**Work request:** Work out the number of lines in the records that include the word "every"; reply with that number alone.

(Dataset extract begins)

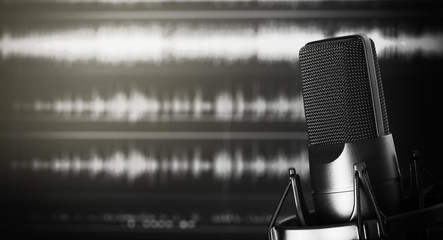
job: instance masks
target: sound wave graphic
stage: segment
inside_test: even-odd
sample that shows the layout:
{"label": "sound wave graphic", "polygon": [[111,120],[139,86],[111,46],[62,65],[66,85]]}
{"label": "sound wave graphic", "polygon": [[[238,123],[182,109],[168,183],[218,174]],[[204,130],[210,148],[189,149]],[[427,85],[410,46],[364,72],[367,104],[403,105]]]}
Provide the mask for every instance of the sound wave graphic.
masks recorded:
{"label": "sound wave graphic", "polygon": [[213,99],[204,99],[196,91],[193,97],[163,98],[147,96],[132,90],[118,92],[105,98],[98,93],[90,99],[64,97],[34,103],[16,103],[16,111],[31,111],[110,121],[244,121],[244,120],[300,120],[304,119],[300,96],[283,94],[269,99],[262,96],[246,99],[241,91],[231,94],[219,92]]}
{"label": "sound wave graphic", "polygon": [[[209,216],[208,216],[209,215]],[[56,212],[49,215],[49,219],[58,223],[123,223],[128,228],[143,227],[151,229],[195,228],[201,222],[213,224],[266,224],[271,219],[269,213],[238,213],[234,211],[217,211],[207,214],[205,212],[192,213],[150,213],[150,212],[115,212],[105,213],[68,213]]]}
{"label": "sound wave graphic", "polygon": [[[3,58],[43,58],[62,62],[94,61],[105,64],[163,63],[169,61],[294,62],[307,42],[332,37],[320,28],[290,24],[258,26],[148,24],[81,27],[76,29],[28,32],[11,35],[3,32],[0,52]],[[348,28],[335,33],[365,32],[373,38],[380,57],[443,55],[443,33],[419,36],[399,32],[385,36],[380,29]]]}
{"label": "sound wave graphic", "polygon": [[306,151],[301,151],[295,156],[277,153],[272,157],[265,157],[256,154],[246,159],[241,150],[235,153],[220,150],[204,158],[201,151],[195,149],[192,156],[172,154],[168,158],[159,158],[137,149],[130,149],[126,154],[117,150],[106,157],[92,151],[86,158],[79,155],[54,156],[49,160],[34,158],[28,162],[13,162],[12,167],[31,169],[35,172],[49,170],[61,174],[88,173],[91,178],[104,174],[112,178],[126,178],[129,182],[142,176],[155,181],[157,178],[168,176],[199,178],[208,174],[215,180],[226,181],[241,179],[244,176],[251,176],[252,179],[285,177],[288,169],[294,166],[300,174],[307,174],[307,160]]}

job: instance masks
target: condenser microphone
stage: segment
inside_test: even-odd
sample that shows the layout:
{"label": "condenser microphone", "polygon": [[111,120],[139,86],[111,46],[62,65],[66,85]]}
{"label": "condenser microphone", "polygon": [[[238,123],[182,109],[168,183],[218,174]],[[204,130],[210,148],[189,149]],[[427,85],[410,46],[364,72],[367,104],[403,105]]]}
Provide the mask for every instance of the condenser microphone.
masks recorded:
{"label": "condenser microphone", "polygon": [[[355,165],[364,163],[381,212],[400,210],[400,170],[373,41],[364,34],[310,42],[300,50],[312,197],[323,224],[349,222]],[[363,217],[374,217],[361,198]]]}
{"label": "condenser microphone", "polygon": [[[443,227],[443,202],[424,204],[420,176],[442,192],[443,184],[413,152],[409,190],[402,187],[408,181],[401,178],[373,41],[357,34],[310,42],[299,59],[314,209],[289,169],[269,239],[429,239],[430,228]],[[291,190],[296,211],[277,220]]]}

(Dataset extract ends)

**Response to this task:** 2